Le Monde, autre / Jean-Pierre Gorin

Près de vingt ans plus tard, soit une génération, il nous a semblé opportun et peut-être même nécessaire d’inviter Jean-Pierre Gorin et avec lui de s’exercer une nouvelle fois à regarder le monde et le cinéma … autrement. Autrement, telle que s’énonçait la démarche du groupe Dziga Vertov.

Au lendemain de Mai 68, Jean-Pierre Gorin, militant aux Jeunesses communistes marxistes léninistes rentre en cinéma plutôt qu’en politique et rejoint Jean-Luc Godard ; ensemble ils créent un collectif – le groupe Dziga Vertov – qui se donne comme objectif de « réaliser politiquement des films politiques ».  Groupe qui se distingue d’autres collectifs politiques, nombreux à l’époque (le groupe Medvedkine, L’ARC, Cinélutte, etc),  par une pratique cinématographique que l’on qualifierait de cinéma d’essai plutôt que de cinéma militant. Dans chaque film, il s’agit de remettre en cause le cinéma comme système et comme récit – et de donner à voir cette remise en cause. Pour le groupe Dziga Vertov, le cinéma, tâche secondaire mais activité principale, est une machine à élaborer des questions.

- **DONNÉES FOURNIES**
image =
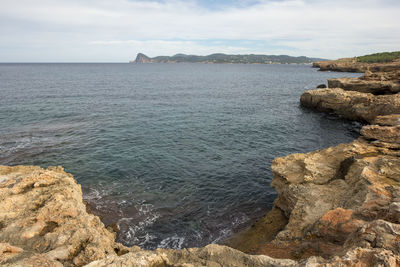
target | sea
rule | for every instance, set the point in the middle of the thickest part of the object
(169, 155)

- **ÉNONCÉ**
Recopiez mot pour mot le passage de l'extrait sur Jean-Pierre Gorin qui commence à « Le Monde, autre » et se termine à « groupe Dziga Vertov. ». Appuyez-vous uniquement sur l'extrait.

- **RÉPONSE RÉDIGÉE**
Le Monde, autre / Jean-Pierre Gorin

Près de vingt ans plus tard, soit une génération, il nous a semblé opportun et peut-être même nécessaire d’inviter Jean-Pierre Gorin et avec lui de s’exercer une nouvelle fois à regarder le monde et le cinéma … autrement. Autrement, telle que s’énonçait la démarche du groupe Dziga Vertov.